Content starts

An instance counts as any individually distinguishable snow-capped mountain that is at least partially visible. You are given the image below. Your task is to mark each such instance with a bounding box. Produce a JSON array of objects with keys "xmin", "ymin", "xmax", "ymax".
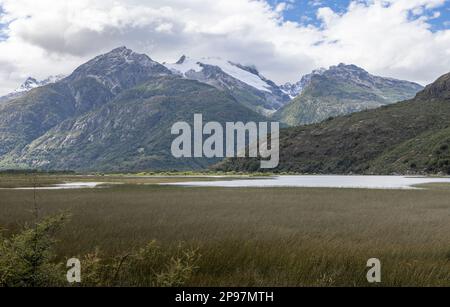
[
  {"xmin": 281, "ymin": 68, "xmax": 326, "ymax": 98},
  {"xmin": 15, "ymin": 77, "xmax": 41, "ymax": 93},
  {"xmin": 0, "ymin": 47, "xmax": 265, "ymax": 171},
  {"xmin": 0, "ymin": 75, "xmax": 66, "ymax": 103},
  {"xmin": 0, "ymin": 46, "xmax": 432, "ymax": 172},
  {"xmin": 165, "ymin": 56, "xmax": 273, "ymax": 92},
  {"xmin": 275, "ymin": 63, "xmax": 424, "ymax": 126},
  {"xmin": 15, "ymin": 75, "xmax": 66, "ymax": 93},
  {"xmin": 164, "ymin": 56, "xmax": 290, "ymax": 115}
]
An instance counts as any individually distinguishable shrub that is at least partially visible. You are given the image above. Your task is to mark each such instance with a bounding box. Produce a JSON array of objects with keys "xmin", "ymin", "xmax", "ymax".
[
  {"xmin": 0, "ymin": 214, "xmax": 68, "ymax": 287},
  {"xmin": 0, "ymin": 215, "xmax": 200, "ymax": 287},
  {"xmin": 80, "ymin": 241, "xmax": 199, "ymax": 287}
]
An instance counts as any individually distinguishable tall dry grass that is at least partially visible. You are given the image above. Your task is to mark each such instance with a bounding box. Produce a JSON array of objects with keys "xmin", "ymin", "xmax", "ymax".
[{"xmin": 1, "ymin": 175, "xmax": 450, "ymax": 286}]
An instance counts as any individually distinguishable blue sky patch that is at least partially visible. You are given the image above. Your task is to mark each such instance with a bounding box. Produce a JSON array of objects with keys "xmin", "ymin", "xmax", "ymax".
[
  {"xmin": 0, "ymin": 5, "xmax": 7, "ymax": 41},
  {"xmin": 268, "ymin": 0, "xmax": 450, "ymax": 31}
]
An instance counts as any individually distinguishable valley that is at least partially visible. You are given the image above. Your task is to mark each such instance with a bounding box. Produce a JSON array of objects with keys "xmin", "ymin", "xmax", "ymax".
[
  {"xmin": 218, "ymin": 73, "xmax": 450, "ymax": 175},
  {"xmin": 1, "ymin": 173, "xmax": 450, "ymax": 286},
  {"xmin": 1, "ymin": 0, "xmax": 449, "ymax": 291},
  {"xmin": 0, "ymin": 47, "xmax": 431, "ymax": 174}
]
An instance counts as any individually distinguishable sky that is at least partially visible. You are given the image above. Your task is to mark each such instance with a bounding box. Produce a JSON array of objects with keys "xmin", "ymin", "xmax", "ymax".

Content ends

**ACTIVITY**
The expected result is every record above, word for word, with no pictures in it.

**WRITTEN RESPONSE**
An instance counts as any individually distinguishable snow-capped mountain that is at least partially visible. You are given the image below. Your task is to mark each such instance with a bounding box. Produce a JSON array of objects with keys "xmin", "ymin", "xmax", "ymax".
[
  {"xmin": 281, "ymin": 68, "xmax": 326, "ymax": 98},
  {"xmin": 15, "ymin": 77, "xmax": 41, "ymax": 93},
  {"xmin": 0, "ymin": 47, "xmax": 265, "ymax": 171},
  {"xmin": 0, "ymin": 75, "xmax": 66, "ymax": 103},
  {"xmin": 0, "ymin": 46, "xmax": 432, "ymax": 172},
  {"xmin": 165, "ymin": 56, "xmax": 273, "ymax": 92},
  {"xmin": 275, "ymin": 63, "xmax": 424, "ymax": 126},
  {"xmin": 15, "ymin": 75, "xmax": 66, "ymax": 93},
  {"xmin": 164, "ymin": 56, "xmax": 290, "ymax": 115}
]
An instance counts as any individually distinguishable shrub that is at least partially visible. You are given the image above. Your task is to mark each such instance with a bounding box. Produce a JSON array of objects with keys "xmin", "ymin", "xmax", "ymax".
[
  {"xmin": 0, "ymin": 214, "xmax": 68, "ymax": 287},
  {"xmin": 0, "ymin": 215, "xmax": 200, "ymax": 287},
  {"xmin": 80, "ymin": 241, "xmax": 199, "ymax": 287}
]
An instance counts as any individually distinguishable tall dry grass that is at least partially visible. You are given the image above. Your task is to mark each such instance with a bounding box. Produce a JSON array of objects with keys "xmin", "ymin", "xmax", "ymax".
[{"xmin": 1, "ymin": 175, "xmax": 450, "ymax": 286}]
An instance counts as any individually distinguishable blue sky patch that is at least partially visible. You are given the image above. Your task is to mark each such instance with a bounding box. Produce a JSON array of objects with keys "xmin", "ymin", "xmax", "ymax".
[
  {"xmin": 0, "ymin": 5, "xmax": 7, "ymax": 41},
  {"xmin": 268, "ymin": 0, "xmax": 450, "ymax": 31}
]
An instance counts as any individually distinguishable valley that is at least partially visible. You are given the image above. Your task is to mark each such instance with a bounding box. Produce a JSON array of objects with keys "xmin", "ymin", "xmax", "ymax".
[
  {"xmin": 218, "ymin": 73, "xmax": 450, "ymax": 175},
  {"xmin": 1, "ymin": 173, "xmax": 450, "ymax": 286},
  {"xmin": 1, "ymin": 0, "xmax": 449, "ymax": 291},
  {"xmin": 0, "ymin": 47, "xmax": 431, "ymax": 174}
]
An instance counts as any individually distinguishable sky that is at least partially visible. You are given the image above. Your task is to mark each such instance with a bounding box. Produce a JSON array of objects with keys "xmin", "ymin", "xmax", "ymax".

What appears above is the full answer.